Source records:
------------------------------------
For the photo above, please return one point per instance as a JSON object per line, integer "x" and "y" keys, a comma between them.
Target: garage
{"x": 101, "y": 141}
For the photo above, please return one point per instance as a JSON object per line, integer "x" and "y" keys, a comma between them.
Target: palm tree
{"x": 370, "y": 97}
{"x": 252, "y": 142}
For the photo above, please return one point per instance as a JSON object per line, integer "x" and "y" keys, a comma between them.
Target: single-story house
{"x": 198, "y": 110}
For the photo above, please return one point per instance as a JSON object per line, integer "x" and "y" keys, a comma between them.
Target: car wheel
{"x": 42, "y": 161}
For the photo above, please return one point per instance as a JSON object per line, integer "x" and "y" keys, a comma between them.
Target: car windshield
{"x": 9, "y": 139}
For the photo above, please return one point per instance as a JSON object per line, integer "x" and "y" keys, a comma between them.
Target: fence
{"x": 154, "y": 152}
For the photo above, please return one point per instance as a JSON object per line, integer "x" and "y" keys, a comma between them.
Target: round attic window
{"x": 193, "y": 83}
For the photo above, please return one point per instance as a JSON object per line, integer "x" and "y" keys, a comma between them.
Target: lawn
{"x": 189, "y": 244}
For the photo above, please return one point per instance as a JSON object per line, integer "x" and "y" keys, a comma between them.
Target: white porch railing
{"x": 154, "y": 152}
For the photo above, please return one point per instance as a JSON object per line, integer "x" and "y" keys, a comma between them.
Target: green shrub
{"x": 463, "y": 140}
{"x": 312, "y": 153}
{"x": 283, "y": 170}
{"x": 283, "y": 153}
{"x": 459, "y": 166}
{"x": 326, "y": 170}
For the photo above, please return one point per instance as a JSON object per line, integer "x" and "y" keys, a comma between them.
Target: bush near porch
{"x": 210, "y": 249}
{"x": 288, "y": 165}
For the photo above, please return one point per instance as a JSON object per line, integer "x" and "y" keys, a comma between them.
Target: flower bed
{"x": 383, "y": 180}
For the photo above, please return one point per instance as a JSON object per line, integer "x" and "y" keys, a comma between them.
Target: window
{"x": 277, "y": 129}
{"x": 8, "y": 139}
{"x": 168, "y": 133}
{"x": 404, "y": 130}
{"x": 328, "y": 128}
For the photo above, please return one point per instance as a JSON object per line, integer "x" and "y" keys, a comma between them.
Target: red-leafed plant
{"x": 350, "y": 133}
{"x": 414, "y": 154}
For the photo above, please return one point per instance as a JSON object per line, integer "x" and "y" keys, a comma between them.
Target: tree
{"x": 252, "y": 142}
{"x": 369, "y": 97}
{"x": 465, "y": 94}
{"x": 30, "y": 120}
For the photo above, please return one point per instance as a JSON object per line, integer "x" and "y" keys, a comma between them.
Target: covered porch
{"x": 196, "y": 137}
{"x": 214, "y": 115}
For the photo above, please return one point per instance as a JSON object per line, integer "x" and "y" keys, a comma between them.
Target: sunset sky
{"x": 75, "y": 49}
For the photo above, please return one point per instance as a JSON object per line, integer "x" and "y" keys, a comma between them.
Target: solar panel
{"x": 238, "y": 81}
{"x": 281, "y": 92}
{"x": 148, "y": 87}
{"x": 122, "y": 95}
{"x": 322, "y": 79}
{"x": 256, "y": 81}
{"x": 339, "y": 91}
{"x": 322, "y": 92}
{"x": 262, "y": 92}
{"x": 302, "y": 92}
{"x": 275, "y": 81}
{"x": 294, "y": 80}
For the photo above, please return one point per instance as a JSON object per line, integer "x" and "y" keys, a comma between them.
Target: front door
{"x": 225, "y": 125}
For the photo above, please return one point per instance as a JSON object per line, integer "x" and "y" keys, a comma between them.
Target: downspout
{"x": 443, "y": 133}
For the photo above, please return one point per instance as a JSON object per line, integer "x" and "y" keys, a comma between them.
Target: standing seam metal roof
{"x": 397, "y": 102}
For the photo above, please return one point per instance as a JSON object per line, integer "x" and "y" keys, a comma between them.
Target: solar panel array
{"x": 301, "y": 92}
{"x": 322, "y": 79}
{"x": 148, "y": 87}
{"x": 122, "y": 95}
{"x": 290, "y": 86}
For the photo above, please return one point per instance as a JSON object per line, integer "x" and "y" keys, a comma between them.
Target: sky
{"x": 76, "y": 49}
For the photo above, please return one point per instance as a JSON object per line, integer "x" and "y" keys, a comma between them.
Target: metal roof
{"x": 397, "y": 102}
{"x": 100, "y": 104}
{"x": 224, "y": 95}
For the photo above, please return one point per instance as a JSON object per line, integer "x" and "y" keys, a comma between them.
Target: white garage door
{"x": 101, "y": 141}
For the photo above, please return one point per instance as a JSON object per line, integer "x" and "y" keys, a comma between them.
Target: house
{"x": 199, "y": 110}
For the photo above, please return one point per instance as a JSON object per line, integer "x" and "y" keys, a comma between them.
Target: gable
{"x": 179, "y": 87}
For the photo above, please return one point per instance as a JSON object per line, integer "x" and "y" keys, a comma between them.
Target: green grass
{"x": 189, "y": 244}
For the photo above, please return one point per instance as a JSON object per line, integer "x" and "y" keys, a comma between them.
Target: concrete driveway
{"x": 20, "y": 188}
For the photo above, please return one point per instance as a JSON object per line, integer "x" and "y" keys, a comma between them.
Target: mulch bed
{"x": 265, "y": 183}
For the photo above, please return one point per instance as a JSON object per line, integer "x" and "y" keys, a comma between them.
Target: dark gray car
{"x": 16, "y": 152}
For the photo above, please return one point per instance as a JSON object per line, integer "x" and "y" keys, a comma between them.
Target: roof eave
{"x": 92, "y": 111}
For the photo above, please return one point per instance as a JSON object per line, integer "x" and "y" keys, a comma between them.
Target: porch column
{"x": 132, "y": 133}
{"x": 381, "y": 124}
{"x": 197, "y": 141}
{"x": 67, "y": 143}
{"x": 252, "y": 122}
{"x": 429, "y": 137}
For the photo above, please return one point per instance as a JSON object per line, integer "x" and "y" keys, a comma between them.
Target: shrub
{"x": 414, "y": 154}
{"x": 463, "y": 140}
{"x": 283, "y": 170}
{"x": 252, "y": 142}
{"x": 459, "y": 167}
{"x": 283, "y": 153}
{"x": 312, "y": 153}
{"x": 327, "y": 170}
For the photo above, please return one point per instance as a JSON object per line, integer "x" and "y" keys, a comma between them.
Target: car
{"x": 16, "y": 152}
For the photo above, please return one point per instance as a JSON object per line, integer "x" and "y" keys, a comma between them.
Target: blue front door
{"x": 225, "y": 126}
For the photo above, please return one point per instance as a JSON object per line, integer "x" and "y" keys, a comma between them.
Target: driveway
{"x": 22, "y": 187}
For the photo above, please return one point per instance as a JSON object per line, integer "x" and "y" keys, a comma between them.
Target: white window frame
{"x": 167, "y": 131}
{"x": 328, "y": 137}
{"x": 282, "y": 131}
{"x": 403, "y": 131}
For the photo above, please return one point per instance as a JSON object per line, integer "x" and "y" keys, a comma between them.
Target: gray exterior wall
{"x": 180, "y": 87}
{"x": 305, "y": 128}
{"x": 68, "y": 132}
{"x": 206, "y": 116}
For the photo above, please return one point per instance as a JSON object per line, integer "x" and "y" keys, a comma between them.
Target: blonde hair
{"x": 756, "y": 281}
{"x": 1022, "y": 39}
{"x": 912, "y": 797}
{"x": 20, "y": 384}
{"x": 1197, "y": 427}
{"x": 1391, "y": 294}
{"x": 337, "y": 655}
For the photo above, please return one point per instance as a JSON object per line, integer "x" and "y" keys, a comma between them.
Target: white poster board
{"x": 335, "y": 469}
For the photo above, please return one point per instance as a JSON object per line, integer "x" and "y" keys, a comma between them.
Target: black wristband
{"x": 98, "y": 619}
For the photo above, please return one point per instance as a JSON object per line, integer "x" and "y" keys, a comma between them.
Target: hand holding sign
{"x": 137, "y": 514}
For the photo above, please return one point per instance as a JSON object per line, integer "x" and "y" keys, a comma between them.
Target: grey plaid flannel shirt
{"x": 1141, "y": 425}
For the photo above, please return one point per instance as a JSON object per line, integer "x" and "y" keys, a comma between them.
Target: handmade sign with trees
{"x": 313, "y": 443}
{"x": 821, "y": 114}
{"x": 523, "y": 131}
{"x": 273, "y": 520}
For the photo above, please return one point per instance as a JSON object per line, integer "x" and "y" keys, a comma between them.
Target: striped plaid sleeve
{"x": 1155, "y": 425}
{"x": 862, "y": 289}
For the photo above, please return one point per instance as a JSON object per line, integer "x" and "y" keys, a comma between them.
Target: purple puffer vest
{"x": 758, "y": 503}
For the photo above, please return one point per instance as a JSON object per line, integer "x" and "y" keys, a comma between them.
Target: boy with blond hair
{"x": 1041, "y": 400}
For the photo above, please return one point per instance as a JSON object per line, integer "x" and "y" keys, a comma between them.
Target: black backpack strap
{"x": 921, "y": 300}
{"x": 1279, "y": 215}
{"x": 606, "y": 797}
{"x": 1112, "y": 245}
------------------------------------
| DIRECTIONS |
Extract every line of the data above that contains the string "plaid", treating uppercase and lowercase letters as distinct.

| RESULT BELOW |
Target: grey plaid flannel shirt
Target: striped plaid sleeve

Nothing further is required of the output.